BEGIN

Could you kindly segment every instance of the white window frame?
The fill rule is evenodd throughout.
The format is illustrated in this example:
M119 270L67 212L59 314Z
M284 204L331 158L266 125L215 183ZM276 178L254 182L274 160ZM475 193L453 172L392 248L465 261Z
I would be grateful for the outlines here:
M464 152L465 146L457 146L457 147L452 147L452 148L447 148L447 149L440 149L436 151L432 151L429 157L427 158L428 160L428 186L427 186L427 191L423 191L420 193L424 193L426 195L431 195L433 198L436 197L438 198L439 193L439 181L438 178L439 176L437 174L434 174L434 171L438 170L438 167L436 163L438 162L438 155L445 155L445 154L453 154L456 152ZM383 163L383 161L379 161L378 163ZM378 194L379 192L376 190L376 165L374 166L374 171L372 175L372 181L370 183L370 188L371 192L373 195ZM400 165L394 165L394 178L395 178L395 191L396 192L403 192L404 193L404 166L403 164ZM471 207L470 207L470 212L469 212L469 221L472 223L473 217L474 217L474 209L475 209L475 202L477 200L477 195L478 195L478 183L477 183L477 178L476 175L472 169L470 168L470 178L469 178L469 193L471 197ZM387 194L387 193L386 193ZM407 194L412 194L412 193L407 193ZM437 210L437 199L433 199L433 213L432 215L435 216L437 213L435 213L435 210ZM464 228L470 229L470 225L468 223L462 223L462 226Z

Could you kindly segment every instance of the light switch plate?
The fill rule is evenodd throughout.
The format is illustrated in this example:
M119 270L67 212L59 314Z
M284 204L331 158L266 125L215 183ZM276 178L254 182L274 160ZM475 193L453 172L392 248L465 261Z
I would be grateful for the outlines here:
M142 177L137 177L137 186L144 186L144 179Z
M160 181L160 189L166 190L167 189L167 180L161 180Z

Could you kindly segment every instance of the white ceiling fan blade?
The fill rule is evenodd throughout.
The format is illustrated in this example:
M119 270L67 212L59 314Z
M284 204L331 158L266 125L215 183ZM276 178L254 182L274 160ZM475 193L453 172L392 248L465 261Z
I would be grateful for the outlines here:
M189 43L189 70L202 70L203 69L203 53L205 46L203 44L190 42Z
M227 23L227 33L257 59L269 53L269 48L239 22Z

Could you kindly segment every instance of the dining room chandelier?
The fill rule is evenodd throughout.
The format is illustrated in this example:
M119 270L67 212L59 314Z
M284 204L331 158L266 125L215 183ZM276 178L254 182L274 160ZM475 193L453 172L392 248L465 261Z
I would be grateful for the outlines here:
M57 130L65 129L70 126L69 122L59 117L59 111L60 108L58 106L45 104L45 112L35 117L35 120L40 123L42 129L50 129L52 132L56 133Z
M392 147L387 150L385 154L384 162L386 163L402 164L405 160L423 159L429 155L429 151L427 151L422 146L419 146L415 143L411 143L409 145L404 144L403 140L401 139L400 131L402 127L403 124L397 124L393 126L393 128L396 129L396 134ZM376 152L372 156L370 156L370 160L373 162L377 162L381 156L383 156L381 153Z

END

When a line among the entries contains "instance", pull that line out.

Could you kindly segment every instance of the white window frame?
Could you kindly segment every instance of the light switch plate?
Could you kindly segment every instance of the white ceiling fan blade?
Could you kindly segment every instance of the dining room chandelier?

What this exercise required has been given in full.